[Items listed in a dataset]
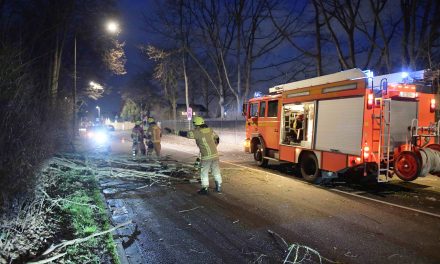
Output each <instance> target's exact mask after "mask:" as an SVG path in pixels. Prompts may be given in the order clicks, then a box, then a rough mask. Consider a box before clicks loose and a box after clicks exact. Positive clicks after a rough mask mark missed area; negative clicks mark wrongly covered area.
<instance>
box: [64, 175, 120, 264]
mask: <svg viewBox="0 0 440 264" xmlns="http://www.w3.org/2000/svg"><path fill="white" fill-rule="evenodd" d="M58 177H59V178H58V186H57V187H58V189H59V190H56V192H57V193H62V194H64V195H66V194H68V195H66V196H65V197H63V198H64V199H67V200H69V201H72V202H73V203H69V202H63V206H62V208H61V210H62V219H61V221H62V222H63V223H64V224H65V225H68V226H69V229H70V230H71V232H72V233H73V236H74V237H75V238H83V237H87V236H90V235H92V234H93V233H96V232H100V231H105V230H108V229H110V228H111V226H110V222H109V219H108V215H107V213H106V205H105V203H104V201H103V198H102V196H101V194H100V191H99V188H98V182H97V179H96V177H95V176H94V175H93V173H91V171H87V170H76V169H75V170H71V171H66V172H65V173H62V174H60V175H58ZM79 204H90V205H95V206H97V207H91V206H85V205H79ZM65 227H66V226H65ZM67 253H68V254H67V255H66V257H65V258H64V259H65V261H66V263H102V262H103V259H102V258H101V257H103V256H105V257H104V261H105V262H109V261H110V262H111V263H117V264H119V263H120V262H119V258H118V254H117V250H116V245H115V242H114V240H113V236H112V234H111V233H107V234H105V235H102V236H98V237H95V238H92V239H90V240H88V241H86V242H84V243H81V244H76V245H72V246H69V247H68V248H67Z"/></svg>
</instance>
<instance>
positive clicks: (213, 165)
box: [179, 116, 222, 195]
mask: <svg viewBox="0 0 440 264" xmlns="http://www.w3.org/2000/svg"><path fill="white" fill-rule="evenodd" d="M193 124H194V129H193V130H190V131H179V136H183V137H187V138H190V139H195V140H196V144H197V146H198V147H199V150H200V156H201V164H200V165H201V170H200V179H201V181H202V188H201V189H200V190H199V191H198V193H199V194H205V195H206V194H208V188H209V176H208V174H209V171H210V170H211V171H212V174H213V175H214V180H215V191H216V192H221V190H222V189H221V185H222V175H221V172H220V165H219V156H218V152H217V145H218V144H219V142H220V138H219V137H218V135H217V134H216V133H215V132H214V130H212V128H210V127H208V126H207V125H206V124H205V120H203V118H202V117H200V116H195V117H194V118H193Z"/></svg>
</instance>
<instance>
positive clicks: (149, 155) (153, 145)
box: [147, 142, 161, 157]
mask: <svg viewBox="0 0 440 264" xmlns="http://www.w3.org/2000/svg"><path fill="white" fill-rule="evenodd" d="M153 149H154V152H155V153H156V156H157V157H160V150H161V145H160V142H158V143H153V147H152V148H150V146H148V153H147V154H148V156H151V154H153Z"/></svg>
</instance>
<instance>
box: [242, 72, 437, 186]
mask: <svg viewBox="0 0 440 264" xmlns="http://www.w3.org/2000/svg"><path fill="white" fill-rule="evenodd" d="M434 73H435V72H433V71H429V70H423V71H416V72H409V73H407V72H398V73H393V74H388V75H382V76H373V73H372V72H371V71H362V70H360V69H350V70H346V71H342V72H337V73H333V74H329V75H325V76H320V77H316V78H311V79H306V80H301V81H296V82H291V83H286V84H282V85H277V86H275V87H272V88H270V89H269V94H268V95H262V96H258V97H255V98H252V99H250V100H249V101H248V102H247V104H245V105H244V115H245V117H246V141H245V143H244V147H245V151H246V152H248V153H252V154H253V157H254V159H255V161H256V162H257V164H258V165H260V166H266V165H267V164H268V162H269V161H270V160H274V161H282V162H291V163H295V164H297V165H298V166H297V167H298V169H299V170H300V172H301V176H302V177H303V178H304V179H305V180H306V181H310V182H316V181H317V180H319V179H322V178H336V177H338V176H340V175H359V176H360V177H362V176H369V178H371V177H374V179H375V180H377V181H378V182H387V181H389V180H390V178H391V177H393V175H397V176H398V177H399V178H400V179H402V180H404V181H412V180H415V179H416V178H417V177H421V176H426V175H427V174H429V173H431V174H438V173H439V172H440V145H439V135H440V130H439V129H440V126H439V122H436V120H435V108H436V100H435V91H436V89H437V87H436V85H435V84H436V82H435V81H438V79H436V78H438V76H437V77H435V74H434Z"/></svg>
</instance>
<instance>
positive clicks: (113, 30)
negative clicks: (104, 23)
mask: <svg viewBox="0 0 440 264" xmlns="http://www.w3.org/2000/svg"><path fill="white" fill-rule="evenodd" d="M107 31H108V32H110V33H112V34H118V33H119V24H118V22H116V21H109V22H108V23H107Z"/></svg>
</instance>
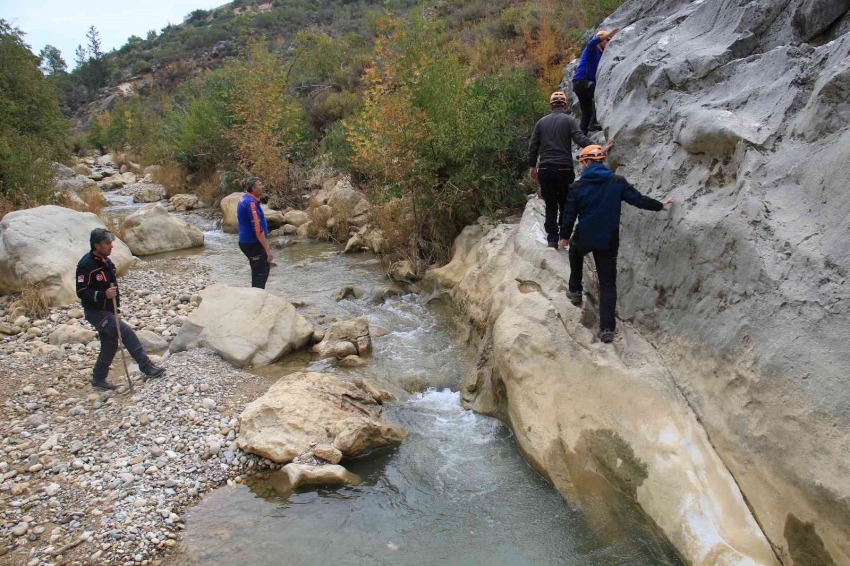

- **REQUIREMENT**
Count the lines of the material that contain the word "negative", and reply with only that number.

- **WRITTEN RESPONSE**
2